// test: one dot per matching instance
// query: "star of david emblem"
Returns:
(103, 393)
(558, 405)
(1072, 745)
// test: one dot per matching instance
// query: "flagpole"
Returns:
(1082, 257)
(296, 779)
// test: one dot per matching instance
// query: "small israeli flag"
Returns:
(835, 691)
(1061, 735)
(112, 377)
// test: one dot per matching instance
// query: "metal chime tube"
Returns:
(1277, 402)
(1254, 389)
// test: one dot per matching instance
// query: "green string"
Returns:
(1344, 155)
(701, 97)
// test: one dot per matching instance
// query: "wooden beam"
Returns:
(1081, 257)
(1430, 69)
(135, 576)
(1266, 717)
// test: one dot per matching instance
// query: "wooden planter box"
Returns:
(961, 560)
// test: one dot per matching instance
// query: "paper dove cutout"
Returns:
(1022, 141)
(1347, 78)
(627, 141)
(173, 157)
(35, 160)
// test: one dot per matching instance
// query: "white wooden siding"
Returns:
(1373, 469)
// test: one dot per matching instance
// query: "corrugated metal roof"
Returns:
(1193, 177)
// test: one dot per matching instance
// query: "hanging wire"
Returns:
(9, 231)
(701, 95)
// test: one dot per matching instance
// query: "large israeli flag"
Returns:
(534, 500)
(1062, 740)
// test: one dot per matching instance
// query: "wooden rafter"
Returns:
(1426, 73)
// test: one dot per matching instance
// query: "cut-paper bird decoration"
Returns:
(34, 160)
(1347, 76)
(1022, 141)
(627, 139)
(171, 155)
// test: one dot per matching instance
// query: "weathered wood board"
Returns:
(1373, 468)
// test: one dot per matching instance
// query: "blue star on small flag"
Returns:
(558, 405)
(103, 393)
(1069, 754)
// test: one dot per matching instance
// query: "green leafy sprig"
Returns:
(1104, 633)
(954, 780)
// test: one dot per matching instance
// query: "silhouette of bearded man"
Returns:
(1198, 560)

· · · · ·

→ **Given task**
Extract every line of the material above and copy it out verbatim, leaving nothing out and changing nothing.

→ **Solution**
// test: one dot per matching instance
// query: "star of david emblem"
Returns:
(103, 393)
(558, 405)
(1072, 745)
// test: one dot per matching instance
// query: "flagpole"
Returns:
(1082, 257)
(296, 779)
// test: one dot per matching instance
// query: "small israeli flag"
Returns:
(835, 691)
(1061, 735)
(112, 377)
// test: one dot per matching instance
// query: "metal chime tube"
Returns:
(1277, 402)
(1254, 389)
// test: one dot per matching instance
// query: "green string"
Returns:
(1344, 155)
(701, 97)
// test: one dot per matching instance
// query: "wooden beam"
Returns:
(1081, 257)
(1430, 69)
(135, 576)
(1266, 717)
// test: one dot per matching instance
// query: "wooden planter box"
Returns:
(961, 560)
// test: one dot per matching instance
// query: "paper dove cutout"
Returns:
(1022, 141)
(1347, 78)
(627, 141)
(173, 157)
(35, 160)
// test: one dot per matching instance
// query: "white wooden siding"
Returns:
(1373, 469)
// test: one dot per matching instance
// query: "corrugated metal roof"
Returns:
(1193, 177)
// test: one dot per matching instance
// query: "hanging wire"
Returns:
(9, 231)
(701, 95)
// test: one dot per matching instance
// query: "large israeli flag"
Returns:
(534, 500)
(1062, 740)
// test: one dot per matching instance
// query: "wooden rafter"
Returns:
(1426, 73)
// test: one dot per matching instance
// query: "cut-paper bird decoration"
Returns:
(34, 160)
(1347, 76)
(1022, 141)
(627, 139)
(171, 155)
// test: one dot per matching instance
// query: "weathered wood board"
Returns:
(1373, 468)
// test: one dot per matching instance
// query: "blue star on small flag"
Returns:
(558, 405)
(103, 393)
(1069, 754)
// test: one dot per matching instance
// query: "green leafy sprig"
Returns:
(1104, 633)
(954, 780)
// test: one dot per matching instance
// query: "silhouette of bearded man"
Returns:
(1198, 560)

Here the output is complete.